- Page extract:
BEGIN
Image- Coleman/Classic Stock  

Archive for the ‘Belette’s Favorites’ Category

Rudolph the Depressed and Traumatized Reindeer

Last Year I wrote this on the psychology of Rudolph the Red-Nosed Reindeer for Psychology Today. I thought it might be fun to pull it out of storage and repost it. I hope you enjoy!

When you think about how you want to spend your holidays, I imagine that activities like shopping, cocoa drinking, gift exchanging or ice skating come to mind. It is not my hunch that watching others be judged, shamed, publicly ridiculed and kicked out of their families for birth defects or job preferences signify happy holiday activities to you.

However, there is a part of my Christmas tradition that is a must: watching an innocent be tormented for what one might consider a birth defect. That is, watching Rudolph The Red-Nosed Reindeer. I have watched it ever since I was a child and never gave it up (even when I figured out that this is a highly abusive story line; however, less than the unwatchable Christmas Story. I know many people love that movie. I hate it. It is the therapist in me that cannot stand to watch actual children being emotionally abused. Young puppet reindeer abuse I can watch more easily as I know that no real reindeers were harmed in the making of this Christmas special). The emotional abuse of a tiny reindeer continues to be part of my annual Christmas tradition.

Let’s go through the entire show and look at all of the psychological issues that occur in its 52 minutes:

1. Santa has an eating disorder. He starts the show thin and balloons up by the end, fitting in his fat Santa suit in time for Christmas.

2. Mrs. Santa has a need for her husband to be fat. She shames him by saying, “Who ever heard of a skinny Santa? Eat, eat!” It seems that to find him lovable, he needs to look a certain way. Very often those with eating issues want to control others’ food. I think, at the very least, Mrs. Santa is codependent.

3. Rudolph is born with a “shiny nose.” Mother says, “We’ll simply have to overlook it.” Father is unable to see past his son’s faults. Ah, the joy of Christmas.

4. Santa comes to see the new baby, sees Rudolph’s nose and is equally aghast. Then, in front of the new mother and her baby, Santa decides to break into song about how he is the “King of jingling.” Methinks Santa might be a tad narcissistic. Santa is not on the nice list.

5. Rudolph isn’t an hour old and his father already has turned him into a bad object: “He’ll never make the sleigh team.” It seems Rudolph was born to live out his father’s dreams. Donner has issues. He needed this tiny reindeer to be a perfect reflection of him. Now that Donner sees that his son has some physical challenges he is angry and anxious.

6. Donner, in an act of desperation, decides to compromise his son’s breathing by taking a clomp of dirt and placing it on his baby son’s nose so as to hide his birth defect. Anyone have the number for child protective services in the North Pole? Donner is relieved, Rudolph’s nose is hidden, “Now he’ll be a chip off the old antlers.” Narcissism is rampant in the North Pole.
END
- Goal of the exercise: In the post about Rudolph the Red-Nosed Reindeer, condense the paragraph starting "However, there is a part of my Christmas tradition" into a short bulleted list of its main points.

- Extracted information:
BEGIN
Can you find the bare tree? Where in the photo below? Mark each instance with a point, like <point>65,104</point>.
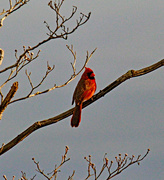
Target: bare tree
<point>61,31</point>
<point>120,164</point>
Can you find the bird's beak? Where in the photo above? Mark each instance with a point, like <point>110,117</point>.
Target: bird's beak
<point>92,75</point>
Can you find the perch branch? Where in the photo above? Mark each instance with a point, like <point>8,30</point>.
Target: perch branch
<point>8,98</point>
<point>46,122</point>
<point>49,69</point>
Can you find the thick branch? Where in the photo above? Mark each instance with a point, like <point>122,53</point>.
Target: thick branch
<point>38,125</point>
<point>8,98</point>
END
- Solution to the problem:
- Watching Rudolph The Red-Nosed Reindeer, where an innocent is tormented for what might be considered a birth defect, is a must in the writer's Christmas tradition.
- The writer has watched it since childhood and never gave it up, even after realizing the story line is highly abusive.
- It is still less abusive than the "unwatchable" Christmas Story, which many people love but the writer hates.
- As a therapist, the writer cannot stand to watch actual children being emotionally abused. Abuse of young puppet reindeer is easier to watch because no real reindeer were harmed.
- The emotional abuse of a tiny reindeer remains part of the writer's annual Christmas tradition.